What you should do.
Convert the lines below into a JSON list of strings, one string per line, dropping any blank lines. Leave the pictures out.

Point-based annotation data.
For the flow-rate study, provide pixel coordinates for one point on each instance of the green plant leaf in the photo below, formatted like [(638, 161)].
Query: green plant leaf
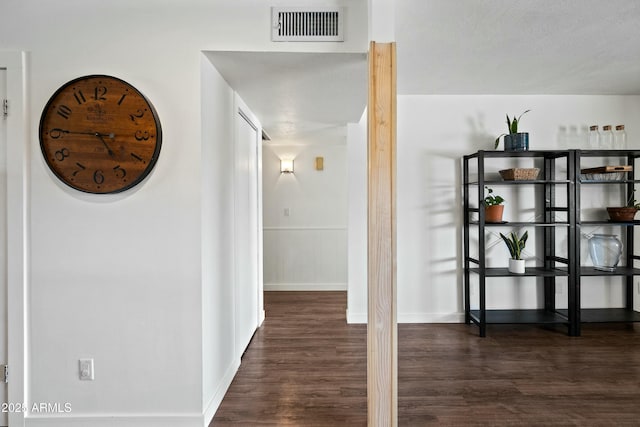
[(509, 245)]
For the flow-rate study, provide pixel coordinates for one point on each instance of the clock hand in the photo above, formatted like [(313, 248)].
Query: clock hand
[(99, 135)]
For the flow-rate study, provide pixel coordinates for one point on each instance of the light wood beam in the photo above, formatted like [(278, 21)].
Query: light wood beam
[(382, 360)]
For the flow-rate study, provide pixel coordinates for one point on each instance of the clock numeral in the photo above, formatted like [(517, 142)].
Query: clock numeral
[(64, 111), (120, 172), (56, 133), (138, 115), (142, 135), (62, 154), (100, 93), (79, 96), (98, 177), (81, 168), (138, 158)]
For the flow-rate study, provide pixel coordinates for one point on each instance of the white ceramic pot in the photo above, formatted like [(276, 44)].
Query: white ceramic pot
[(516, 266)]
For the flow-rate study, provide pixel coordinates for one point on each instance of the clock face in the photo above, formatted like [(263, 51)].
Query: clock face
[(99, 134)]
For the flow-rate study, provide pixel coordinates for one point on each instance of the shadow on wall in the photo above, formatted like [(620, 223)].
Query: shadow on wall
[(478, 136)]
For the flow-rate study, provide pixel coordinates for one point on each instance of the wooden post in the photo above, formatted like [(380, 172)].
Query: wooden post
[(382, 360)]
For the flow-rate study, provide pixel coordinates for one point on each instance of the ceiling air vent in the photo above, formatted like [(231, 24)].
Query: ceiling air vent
[(307, 24)]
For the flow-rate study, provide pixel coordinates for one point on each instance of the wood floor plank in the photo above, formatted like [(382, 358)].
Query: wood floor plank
[(307, 367)]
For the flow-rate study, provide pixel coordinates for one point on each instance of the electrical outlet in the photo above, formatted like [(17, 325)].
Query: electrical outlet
[(86, 369)]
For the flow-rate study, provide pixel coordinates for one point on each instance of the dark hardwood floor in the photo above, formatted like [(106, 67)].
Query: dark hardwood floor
[(307, 367)]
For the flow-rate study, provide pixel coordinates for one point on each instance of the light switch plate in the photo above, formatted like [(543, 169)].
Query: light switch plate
[(86, 369)]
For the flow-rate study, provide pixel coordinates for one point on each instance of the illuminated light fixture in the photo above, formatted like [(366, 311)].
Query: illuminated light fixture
[(286, 166)]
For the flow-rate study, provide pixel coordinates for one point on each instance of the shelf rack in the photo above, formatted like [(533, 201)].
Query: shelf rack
[(554, 266)]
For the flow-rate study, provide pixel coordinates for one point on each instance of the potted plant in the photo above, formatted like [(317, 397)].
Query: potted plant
[(516, 245), (514, 140), (624, 213), (493, 206)]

Solution to this exercise.
[
  "For the flow-rate study, provide pixel coordinates for one point on each instance of the green plant leaf in the photo below, formatted like [(638, 161)].",
  "Query: green plant leaf",
  "[(509, 245)]",
  "For the flow-rate study, provide pixel coordinates for one point on each instance of the clock hand in the photo above, formatted like [(313, 248)].",
  "Query: clock hand",
  "[(99, 135)]",
  "For the flow-rate study, provide pixel coordinates for one point on each instance of the light wood beam in the photo above, formatted like [(278, 21)].",
  "Query: light wood beam",
  "[(382, 360)]",
  "For the flow-rate study, provide pixel coordinates for one point on each instance of the clock numeral in the photo above, formatted like [(517, 142)].",
  "Query: clock numeral",
  "[(64, 111), (120, 172), (56, 133), (138, 115), (142, 135), (62, 154), (100, 93), (79, 96), (98, 177), (81, 168), (138, 158)]",
  "For the flow-rate study, provide pixel coordinates for one point on each instance of the white ceramic pot in the photo above, formatted like [(276, 44)].",
  "Query: white ceramic pot",
  "[(516, 266)]",
  "For the flow-rate study, provide pixel coordinates for one point on each instance of the clock face in the photo above, formatted like [(263, 51)].",
  "Query: clock face",
  "[(99, 134)]",
  "For the flow-rate study, provide pixel coordinates for one point on each instance of the shadow on wall in the photo above, formatted like [(620, 223)].",
  "Query: shadow on wall",
  "[(478, 136)]",
  "For the flow-rate study, provide pixel coordinates for one point on each instance of the wooden post in the photo above, formatted like [(380, 172)].",
  "Query: wooden post",
  "[(382, 360)]",
  "For the flow-rate study, provide pixel coordinates for one point on each instance of the ceiling air vent in the photo above, formatted like [(231, 24)].",
  "Query: ceiling air vent",
  "[(307, 24)]",
  "For the flow-rate study, provide pixel coordinates for one point on each instance of the wood floor plank in the photo above, formatted like [(382, 358)].",
  "Query: wood floor plank",
  "[(307, 367)]",
  "For the flow-rate study, provide pixel coordinates for one point on each instance of the electrical outlet in the photo above, formatted like [(17, 325)].",
  "Query: electrical outlet",
  "[(86, 369)]",
  "For the flow-rate study, provide pixel coordinates for one point on each instance of the dark hardwood floor in the photo above, formatted like [(106, 67)].",
  "Query: dark hardwood floor",
  "[(307, 367)]",
  "For the flow-rate study, provide pixel coordinates for one point on each instance of the light switch plate in the photo above, formatted like [(543, 169)].",
  "Query: light switch plate",
  "[(86, 369)]",
  "For the flow-rate study, provide pixel coordinates for one point on each instance of the illuminated light fixture in the photo above, formatted like [(366, 311)].",
  "Query: illuminated light fixture",
  "[(286, 166)]",
  "For the flow-rate study, provide pixel coordinates for one point on each instance of the shelf rack in the photo above, formatted like [(533, 201)].",
  "Query: shelf rack",
  "[(554, 266)]",
  "For the flow-rate study, provide pixel coordinates for one point on each instance of the potted plant in the photo above, formatted like [(317, 397)].",
  "Query: potted plant",
  "[(516, 245), (514, 140), (624, 213), (493, 206)]"
]